• _SHORT TASK_: Return every line of the material exactly.
RECORDS SHOWN start
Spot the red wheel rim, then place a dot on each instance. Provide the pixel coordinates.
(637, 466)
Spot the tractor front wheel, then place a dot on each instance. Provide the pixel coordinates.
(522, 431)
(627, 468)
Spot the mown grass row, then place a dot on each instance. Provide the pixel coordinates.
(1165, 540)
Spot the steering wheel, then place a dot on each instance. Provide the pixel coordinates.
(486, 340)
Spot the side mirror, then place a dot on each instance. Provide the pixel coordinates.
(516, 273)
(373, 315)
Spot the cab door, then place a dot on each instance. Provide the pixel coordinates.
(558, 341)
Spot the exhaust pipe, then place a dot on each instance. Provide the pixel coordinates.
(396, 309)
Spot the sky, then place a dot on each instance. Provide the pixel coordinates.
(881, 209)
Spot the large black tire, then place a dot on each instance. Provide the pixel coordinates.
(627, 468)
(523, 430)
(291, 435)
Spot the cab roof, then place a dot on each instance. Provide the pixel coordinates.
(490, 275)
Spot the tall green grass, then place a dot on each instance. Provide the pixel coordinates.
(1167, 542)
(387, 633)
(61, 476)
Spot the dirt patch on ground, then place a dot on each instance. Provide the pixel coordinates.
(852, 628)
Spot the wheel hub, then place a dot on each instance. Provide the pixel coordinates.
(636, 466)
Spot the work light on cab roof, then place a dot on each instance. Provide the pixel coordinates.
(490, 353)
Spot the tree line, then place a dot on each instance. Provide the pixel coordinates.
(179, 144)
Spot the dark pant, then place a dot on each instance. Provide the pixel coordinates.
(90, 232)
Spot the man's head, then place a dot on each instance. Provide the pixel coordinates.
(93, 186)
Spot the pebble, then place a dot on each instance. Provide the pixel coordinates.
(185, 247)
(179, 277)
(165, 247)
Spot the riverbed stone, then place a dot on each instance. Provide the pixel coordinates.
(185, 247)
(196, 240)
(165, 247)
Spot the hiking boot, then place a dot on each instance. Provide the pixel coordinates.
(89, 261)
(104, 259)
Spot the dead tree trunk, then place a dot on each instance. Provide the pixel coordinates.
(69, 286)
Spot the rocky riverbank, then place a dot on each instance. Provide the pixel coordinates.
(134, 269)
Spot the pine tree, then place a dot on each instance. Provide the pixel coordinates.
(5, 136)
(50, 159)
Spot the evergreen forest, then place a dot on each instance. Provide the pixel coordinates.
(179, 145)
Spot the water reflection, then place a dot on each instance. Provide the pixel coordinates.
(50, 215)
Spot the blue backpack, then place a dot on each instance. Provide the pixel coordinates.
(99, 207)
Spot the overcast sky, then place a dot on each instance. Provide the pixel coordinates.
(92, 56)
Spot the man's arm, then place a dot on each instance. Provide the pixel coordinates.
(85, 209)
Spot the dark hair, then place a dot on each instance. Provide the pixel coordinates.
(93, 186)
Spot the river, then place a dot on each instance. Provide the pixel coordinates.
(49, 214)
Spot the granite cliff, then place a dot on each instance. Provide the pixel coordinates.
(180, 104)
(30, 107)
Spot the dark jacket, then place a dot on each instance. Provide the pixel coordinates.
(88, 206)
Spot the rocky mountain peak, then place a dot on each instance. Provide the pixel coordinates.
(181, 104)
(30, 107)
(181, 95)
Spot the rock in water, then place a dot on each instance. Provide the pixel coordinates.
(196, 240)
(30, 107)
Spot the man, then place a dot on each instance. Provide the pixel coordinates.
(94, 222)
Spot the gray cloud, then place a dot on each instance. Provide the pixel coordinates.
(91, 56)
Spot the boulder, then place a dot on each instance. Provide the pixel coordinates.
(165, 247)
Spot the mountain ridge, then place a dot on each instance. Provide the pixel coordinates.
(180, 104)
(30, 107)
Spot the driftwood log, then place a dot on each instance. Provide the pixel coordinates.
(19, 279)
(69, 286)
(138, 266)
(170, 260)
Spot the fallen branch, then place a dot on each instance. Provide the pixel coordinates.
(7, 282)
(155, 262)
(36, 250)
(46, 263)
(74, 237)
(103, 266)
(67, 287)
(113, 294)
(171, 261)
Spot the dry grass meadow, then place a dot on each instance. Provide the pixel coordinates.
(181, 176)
RECORDS SHOWN end
• _THE ANSWER_:
Spot the red wheel rim, then place a dot on each instance. Provide the pixel coordinates.
(637, 466)
Spot the tractor front wheel, then place a dot on each instance. Provide the pixel coordinates.
(522, 431)
(627, 468)
Spot the mown grass row, then place a dot on each instance. Provide the pixel coordinates.
(1165, 540)
Spot the steering wheel, then place a dot on each instance. Provide the pixel coordinates.
(486, 340)
Spot the side mirror, then place a dot on each instance. Provide the pixel coordinates.
(516, 273)
(373, 315)
Spot the cab door, then place a dot on each instance. Provide the pixel coordinates.
(558, 341)
Spot the exhaust pipe, then place a dot on each instance. Provide the pixel coordinates.
(396, 309)
Spot the sky, then place a dot on each instance. Provide the pixel coordinates.
(881, 209)
Spot the large black tire, then place a dot on each instance. Provide the pixel coordinates.
(627, 468)
(523, 430)
(291, 435)
Spot the cab roof, then place a dot on each instance. Provide the pixel coordinates.
(490, 275)
Spot the tall green grass, then place a dot on each instance. Provide the pixel coordinates.
(1167, 542)
(387, 633)
(61, 476)
Spot the dirt patch on ground, then place a dot on each instance. Provide the pixel coordinates.
(852, 628)
Spot the wheel hub, then place a dot on each instance. Provide the pixel coordinates.
(636, 466)
Spot the work light on cab roof, then place a dot on each instance. Provide the pixel coordinates.
(490, 353)
Spot the tree line, then place a dot on each instance. Provide the pixel coordinates.
(179, 144)
Spot the dark pant, then place a dot on each instance. Provide the pixel coordinates.
(90, 232)
Spot the man's head, then place a dot on each instance. Provide the pixel coordinates.
(93, 186)
Spot the pebble, then place a dot on each instance. Provide the pixel coordinates.
(185, 247)
(179, 277)
(165, 247)
Spot the riverbed stone, then place a dot on each instance. Provide the pixel coordinates.
(185, 247)
(196, 240)
(165, 247)
Spot the hiking boot, then place a dot on each instance. Provide the pixel coordinates.
(89, 261)
(104, 259)
Spot the dead tree trunk, then place a dot on each instance. Provide the pixel coordinates.
(69, 286)
Spot the rocky riverbank, then place a dot on each instance. Provide the pixel coordinates.
(134, 269)
Spot the pine tree, then place a dot on each instance. Provide the pixel coordinates.
(5, 136)
(50, 159)
Spot the evergreen forest, then place a dot on each instance. Provide the pixel coordinates.
(179, 145)
Spot the water reflection, then place a dot on each instance. Provide the pixel coordinates.
(50, 215)
Spot the blue backpack, then place a dot on each instance. Provide the pixel coordinates.
(99, 207)
Spot the overcast sky, then place a dot on each instance. Provide the pixel coordinates.
(92, 56)
Spot the man's arm, then place a dot on each instance. Provide the pixel coordinates.
(85, 209)
Spot the dark hair, then place a dot on each instance. Provide the pixel coordinates.
(93, 186)
Spot the river, then place a dot on each instance. Provide the pixel coordinates.
(49, 214)
Spot the granite cliff, then place a dot on each instance. Provide the pixel coordinates.
(180, 104)
(30, 107)
Spot the dark jacket, then place a dot on each instance. Provide the pixel coordinates.
(88, 206)
Spot the rocky mountain peak, then place a dot on each instance. Provide the pixel coordinates.
(181, 104)
(30, 107)
(181, 95)
Spot the rock in water, then place a dot on each instance. Provide the pixel coordinates.
(196, 240)
(30, 107)
Spot the man, then place a dot on each instance. Provide the pixel coordinates.
(94, 222)
Spot the gray cloud, then place a dot on each instance. Provide the pixel coordinates.
(91, 56)
Spot the boulder, then place a dot on each instance. Provide the pixel coordinates.
(165, 247)
Spot the mountain ridge, then place a dot on each instance. Provide the pixel coordinates.
(180, 104)
(30, 107)
Spot the driftwood log, then place a dot on each instance. Provide the pixel coordinates.
(19, 279)
(69, 286)
(138, 266)
(170, 260)
Spot the fallen branch, then place a dot on each instance. Provide the pixel coordinates.
(7, 282)
(155, 262)
(36, 250)
(46, 263)
(74, 237)
(103, 266)
(67, 287)
(113, 294)
(171, 261)
Spot the dry grass meadow, then place a dot on each instance. Provide the pixel coordinates.
(181, 176)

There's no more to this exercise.